--- ENTRIES ---

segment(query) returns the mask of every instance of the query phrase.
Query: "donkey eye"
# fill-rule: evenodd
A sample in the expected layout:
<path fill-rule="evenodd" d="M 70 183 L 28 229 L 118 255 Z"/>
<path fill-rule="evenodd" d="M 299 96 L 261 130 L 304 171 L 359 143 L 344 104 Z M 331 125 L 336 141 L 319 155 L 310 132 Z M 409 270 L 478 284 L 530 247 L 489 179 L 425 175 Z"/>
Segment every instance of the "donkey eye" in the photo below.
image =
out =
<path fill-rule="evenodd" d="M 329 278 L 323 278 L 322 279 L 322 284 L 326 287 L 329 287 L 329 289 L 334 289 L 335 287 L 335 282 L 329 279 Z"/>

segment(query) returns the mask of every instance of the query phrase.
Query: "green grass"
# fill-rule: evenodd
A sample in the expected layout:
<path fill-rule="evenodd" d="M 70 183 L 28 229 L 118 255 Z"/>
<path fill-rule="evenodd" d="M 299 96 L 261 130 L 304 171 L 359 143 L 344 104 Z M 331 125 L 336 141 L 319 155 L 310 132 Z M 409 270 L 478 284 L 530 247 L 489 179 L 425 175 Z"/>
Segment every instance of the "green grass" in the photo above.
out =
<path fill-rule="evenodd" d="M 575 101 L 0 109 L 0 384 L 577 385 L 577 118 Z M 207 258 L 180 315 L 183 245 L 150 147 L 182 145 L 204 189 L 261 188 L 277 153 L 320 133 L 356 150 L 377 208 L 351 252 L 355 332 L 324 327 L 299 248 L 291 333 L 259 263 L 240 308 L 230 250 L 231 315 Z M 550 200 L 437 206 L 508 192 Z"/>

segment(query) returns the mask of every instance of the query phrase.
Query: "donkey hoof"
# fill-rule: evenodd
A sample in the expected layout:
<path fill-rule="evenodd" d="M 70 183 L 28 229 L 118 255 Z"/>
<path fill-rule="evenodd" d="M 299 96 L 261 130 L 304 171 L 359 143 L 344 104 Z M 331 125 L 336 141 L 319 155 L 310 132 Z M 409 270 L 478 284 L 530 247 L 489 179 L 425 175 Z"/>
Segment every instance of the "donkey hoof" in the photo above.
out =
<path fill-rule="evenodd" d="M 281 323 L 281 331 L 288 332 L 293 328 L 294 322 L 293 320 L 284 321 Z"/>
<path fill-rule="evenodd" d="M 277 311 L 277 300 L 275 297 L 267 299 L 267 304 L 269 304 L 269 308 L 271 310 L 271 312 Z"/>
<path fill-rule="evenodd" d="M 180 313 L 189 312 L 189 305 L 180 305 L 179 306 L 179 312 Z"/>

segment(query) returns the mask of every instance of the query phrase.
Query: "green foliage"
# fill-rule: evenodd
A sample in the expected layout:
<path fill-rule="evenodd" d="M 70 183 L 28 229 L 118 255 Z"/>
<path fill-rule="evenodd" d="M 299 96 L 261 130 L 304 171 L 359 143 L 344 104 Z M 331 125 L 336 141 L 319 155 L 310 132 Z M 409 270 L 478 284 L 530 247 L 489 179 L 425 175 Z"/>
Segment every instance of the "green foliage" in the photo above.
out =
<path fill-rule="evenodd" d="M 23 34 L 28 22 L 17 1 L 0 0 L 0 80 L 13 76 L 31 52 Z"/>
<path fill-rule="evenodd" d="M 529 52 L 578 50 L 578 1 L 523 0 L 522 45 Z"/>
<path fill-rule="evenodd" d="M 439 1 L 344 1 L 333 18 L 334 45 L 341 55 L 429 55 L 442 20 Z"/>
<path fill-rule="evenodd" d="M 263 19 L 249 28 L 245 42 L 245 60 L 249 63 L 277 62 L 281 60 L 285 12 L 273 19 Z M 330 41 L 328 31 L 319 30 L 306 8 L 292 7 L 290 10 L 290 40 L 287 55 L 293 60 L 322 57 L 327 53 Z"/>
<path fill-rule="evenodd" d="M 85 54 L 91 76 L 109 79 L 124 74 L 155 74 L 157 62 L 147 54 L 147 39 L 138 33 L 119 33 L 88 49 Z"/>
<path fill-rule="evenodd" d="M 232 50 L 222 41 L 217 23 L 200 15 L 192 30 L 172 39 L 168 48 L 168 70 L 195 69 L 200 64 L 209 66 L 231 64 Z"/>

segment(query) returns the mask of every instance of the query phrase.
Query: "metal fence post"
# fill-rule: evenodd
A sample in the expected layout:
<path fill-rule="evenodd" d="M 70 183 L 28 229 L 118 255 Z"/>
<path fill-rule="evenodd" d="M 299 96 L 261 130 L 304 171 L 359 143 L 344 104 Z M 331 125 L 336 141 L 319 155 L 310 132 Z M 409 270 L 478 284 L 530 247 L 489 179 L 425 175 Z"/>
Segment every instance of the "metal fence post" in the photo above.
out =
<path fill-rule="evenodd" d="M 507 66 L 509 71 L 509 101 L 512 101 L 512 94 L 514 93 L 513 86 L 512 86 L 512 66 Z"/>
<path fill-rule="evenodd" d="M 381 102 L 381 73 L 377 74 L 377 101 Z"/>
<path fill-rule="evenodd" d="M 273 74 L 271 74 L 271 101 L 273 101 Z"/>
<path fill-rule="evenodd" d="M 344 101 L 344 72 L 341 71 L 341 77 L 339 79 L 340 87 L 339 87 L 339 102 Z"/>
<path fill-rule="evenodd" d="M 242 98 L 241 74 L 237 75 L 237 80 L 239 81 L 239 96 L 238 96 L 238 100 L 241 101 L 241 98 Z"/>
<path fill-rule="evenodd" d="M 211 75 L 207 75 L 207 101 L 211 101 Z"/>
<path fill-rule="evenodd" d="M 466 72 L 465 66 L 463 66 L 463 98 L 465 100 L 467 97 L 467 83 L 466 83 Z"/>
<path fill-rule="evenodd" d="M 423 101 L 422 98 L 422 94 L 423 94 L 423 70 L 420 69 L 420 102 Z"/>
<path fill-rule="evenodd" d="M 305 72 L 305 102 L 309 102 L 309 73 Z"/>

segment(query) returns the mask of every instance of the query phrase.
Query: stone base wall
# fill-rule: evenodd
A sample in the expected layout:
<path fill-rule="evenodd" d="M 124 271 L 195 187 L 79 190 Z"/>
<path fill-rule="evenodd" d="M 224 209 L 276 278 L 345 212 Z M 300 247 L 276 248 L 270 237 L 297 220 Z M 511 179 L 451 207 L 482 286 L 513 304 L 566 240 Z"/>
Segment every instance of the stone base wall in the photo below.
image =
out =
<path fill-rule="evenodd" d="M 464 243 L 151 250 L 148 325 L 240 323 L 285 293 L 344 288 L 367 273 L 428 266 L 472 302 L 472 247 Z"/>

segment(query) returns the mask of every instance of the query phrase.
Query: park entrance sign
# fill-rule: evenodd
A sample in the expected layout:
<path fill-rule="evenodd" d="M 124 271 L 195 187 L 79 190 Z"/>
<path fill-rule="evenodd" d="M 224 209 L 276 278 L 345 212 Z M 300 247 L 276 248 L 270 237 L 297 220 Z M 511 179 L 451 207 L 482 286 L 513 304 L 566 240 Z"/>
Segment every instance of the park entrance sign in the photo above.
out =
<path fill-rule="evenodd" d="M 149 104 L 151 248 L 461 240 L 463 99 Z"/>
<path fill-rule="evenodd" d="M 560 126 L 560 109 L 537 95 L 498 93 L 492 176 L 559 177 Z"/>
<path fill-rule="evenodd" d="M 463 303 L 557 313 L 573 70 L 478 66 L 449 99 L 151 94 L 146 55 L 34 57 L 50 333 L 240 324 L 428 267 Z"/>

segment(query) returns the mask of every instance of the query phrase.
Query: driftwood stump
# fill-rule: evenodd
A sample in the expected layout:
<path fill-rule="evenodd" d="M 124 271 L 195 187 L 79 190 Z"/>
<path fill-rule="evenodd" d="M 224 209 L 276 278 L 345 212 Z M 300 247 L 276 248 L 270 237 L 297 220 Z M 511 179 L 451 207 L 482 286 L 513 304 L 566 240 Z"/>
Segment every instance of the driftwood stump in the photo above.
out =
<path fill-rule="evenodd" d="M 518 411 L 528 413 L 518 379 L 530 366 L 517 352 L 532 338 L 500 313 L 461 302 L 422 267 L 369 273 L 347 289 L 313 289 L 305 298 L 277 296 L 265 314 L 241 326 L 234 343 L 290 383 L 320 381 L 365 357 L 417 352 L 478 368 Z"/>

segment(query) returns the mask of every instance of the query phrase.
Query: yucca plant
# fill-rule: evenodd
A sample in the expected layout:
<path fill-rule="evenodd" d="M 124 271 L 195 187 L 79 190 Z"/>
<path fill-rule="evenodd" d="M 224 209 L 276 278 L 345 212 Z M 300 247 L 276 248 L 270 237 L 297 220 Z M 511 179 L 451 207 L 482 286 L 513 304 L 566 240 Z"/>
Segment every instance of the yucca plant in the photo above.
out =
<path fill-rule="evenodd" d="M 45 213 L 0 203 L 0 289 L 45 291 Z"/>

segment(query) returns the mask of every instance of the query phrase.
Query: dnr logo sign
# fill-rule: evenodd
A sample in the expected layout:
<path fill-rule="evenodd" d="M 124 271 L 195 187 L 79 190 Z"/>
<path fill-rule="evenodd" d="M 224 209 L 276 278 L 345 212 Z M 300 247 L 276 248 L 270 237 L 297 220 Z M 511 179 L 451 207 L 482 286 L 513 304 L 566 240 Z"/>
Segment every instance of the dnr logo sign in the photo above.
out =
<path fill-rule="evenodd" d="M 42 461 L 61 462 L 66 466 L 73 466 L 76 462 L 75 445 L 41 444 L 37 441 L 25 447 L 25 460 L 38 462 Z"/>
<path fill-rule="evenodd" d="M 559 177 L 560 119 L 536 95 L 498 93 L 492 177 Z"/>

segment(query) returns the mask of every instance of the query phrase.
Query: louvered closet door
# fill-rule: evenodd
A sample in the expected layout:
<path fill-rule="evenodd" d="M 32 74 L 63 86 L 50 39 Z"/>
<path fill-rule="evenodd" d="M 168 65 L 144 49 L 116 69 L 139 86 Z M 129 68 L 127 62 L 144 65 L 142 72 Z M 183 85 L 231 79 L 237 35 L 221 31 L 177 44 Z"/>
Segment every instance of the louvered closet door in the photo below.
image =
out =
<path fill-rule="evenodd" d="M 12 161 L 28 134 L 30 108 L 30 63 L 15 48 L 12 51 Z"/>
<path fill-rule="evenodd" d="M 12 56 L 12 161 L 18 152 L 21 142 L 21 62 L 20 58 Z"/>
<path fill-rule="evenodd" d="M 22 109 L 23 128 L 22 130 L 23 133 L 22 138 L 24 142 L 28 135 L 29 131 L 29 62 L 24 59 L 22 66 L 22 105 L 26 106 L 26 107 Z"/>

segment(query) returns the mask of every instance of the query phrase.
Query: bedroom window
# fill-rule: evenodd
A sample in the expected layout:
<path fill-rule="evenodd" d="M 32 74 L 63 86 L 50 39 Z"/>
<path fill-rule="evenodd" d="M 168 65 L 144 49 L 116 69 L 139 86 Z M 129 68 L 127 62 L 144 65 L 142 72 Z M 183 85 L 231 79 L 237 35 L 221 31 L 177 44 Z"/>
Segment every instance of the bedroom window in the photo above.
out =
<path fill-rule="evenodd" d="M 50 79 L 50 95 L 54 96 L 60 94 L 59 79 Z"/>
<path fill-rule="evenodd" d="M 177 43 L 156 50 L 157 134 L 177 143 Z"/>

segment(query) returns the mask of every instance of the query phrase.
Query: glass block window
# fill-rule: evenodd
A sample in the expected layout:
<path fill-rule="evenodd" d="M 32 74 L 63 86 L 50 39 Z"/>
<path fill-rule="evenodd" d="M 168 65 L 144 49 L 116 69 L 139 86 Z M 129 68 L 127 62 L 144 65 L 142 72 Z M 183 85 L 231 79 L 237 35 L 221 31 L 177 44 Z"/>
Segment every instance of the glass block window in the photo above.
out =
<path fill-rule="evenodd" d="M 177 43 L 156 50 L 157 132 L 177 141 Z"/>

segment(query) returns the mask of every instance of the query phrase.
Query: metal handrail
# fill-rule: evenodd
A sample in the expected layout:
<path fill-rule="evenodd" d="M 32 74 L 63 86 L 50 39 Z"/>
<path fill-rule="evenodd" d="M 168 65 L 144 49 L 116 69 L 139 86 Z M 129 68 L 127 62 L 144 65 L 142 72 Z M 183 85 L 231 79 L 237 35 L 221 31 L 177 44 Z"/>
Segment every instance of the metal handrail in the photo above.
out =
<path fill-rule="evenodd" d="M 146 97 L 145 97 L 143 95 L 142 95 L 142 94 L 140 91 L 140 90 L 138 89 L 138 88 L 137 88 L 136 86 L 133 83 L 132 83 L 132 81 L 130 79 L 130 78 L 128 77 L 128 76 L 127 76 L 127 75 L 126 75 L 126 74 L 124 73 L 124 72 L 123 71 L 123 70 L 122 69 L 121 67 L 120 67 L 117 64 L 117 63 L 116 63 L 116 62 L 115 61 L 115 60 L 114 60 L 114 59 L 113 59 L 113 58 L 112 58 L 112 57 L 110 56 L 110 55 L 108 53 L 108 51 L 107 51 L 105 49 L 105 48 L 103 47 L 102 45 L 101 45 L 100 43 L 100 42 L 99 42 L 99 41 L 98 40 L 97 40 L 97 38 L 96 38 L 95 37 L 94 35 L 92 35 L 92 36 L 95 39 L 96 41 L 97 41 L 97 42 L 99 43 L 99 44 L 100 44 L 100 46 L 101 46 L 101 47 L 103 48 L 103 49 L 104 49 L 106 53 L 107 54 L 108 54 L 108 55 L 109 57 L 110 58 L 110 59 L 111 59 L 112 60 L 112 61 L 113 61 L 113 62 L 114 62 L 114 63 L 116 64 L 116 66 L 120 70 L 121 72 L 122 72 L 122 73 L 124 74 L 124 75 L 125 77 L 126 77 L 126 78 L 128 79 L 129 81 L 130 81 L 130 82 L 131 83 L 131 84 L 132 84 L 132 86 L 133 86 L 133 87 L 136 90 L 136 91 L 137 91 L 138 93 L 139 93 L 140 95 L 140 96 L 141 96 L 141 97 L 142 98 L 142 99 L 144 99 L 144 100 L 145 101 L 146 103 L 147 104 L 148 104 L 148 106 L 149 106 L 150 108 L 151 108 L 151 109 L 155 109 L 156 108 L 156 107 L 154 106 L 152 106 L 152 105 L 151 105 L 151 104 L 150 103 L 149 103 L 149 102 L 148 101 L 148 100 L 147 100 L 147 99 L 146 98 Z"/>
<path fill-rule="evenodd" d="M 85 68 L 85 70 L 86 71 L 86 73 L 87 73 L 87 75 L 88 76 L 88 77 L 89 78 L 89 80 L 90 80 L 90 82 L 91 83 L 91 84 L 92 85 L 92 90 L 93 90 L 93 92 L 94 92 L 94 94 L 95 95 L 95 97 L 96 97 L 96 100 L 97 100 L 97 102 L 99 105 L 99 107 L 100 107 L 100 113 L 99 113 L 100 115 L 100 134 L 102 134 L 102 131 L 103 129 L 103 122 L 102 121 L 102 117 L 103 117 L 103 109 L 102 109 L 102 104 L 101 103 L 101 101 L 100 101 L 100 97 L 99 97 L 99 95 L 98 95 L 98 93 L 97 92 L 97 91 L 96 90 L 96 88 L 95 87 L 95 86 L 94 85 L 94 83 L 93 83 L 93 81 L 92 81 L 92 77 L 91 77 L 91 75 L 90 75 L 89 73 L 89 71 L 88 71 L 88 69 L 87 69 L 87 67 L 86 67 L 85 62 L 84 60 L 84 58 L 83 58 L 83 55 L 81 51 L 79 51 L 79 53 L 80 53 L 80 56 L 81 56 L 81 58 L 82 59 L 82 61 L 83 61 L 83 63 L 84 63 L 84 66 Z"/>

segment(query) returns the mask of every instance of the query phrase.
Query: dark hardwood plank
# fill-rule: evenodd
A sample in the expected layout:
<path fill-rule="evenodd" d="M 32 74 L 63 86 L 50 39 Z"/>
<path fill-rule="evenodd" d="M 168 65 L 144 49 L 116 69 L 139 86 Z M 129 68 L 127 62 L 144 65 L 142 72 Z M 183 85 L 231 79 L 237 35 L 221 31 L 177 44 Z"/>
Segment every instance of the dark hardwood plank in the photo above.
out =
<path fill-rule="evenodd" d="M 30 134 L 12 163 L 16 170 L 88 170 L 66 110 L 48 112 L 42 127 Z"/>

---

*REQUIREMENTS:* Lay out the material above as a numbered list, running from its first line through the line that contains "329 278 L 323", with both of those lines included and blank lines left out.

*EXPECTED ANSWER:*
1. segment(query) returns the mask of every instance of the query phrase.
2. Query: "donkey eye"
3. # fill-rule: evenodd
4. A sample in the expected layout:
5. <path fill-rule="evenodd" d="M 70 183 L 28 229 L 118 255 Z"/>
6. <path fill-rule="evenodd" d="M 299 96 L 261 130 L 304 171 L 359 143 L 344 104 Z M 331 125 L 336 141 L 319 155 L 310 132 Z M 409 270 L 478 284 L 530 247 L 489 179 L 425 175 Z"/>
7. Segment every instance of the "donkey eye" in the photo below.
8. image =
9. out =
10. <path fill-rule="evenodd" d="M 329 278 L 323 278 L 322 279 L 322 284 L 326 287 L 329 287 L 329 289 L 334 289 L 335 287 L 335 282 L 329 279 Z"/>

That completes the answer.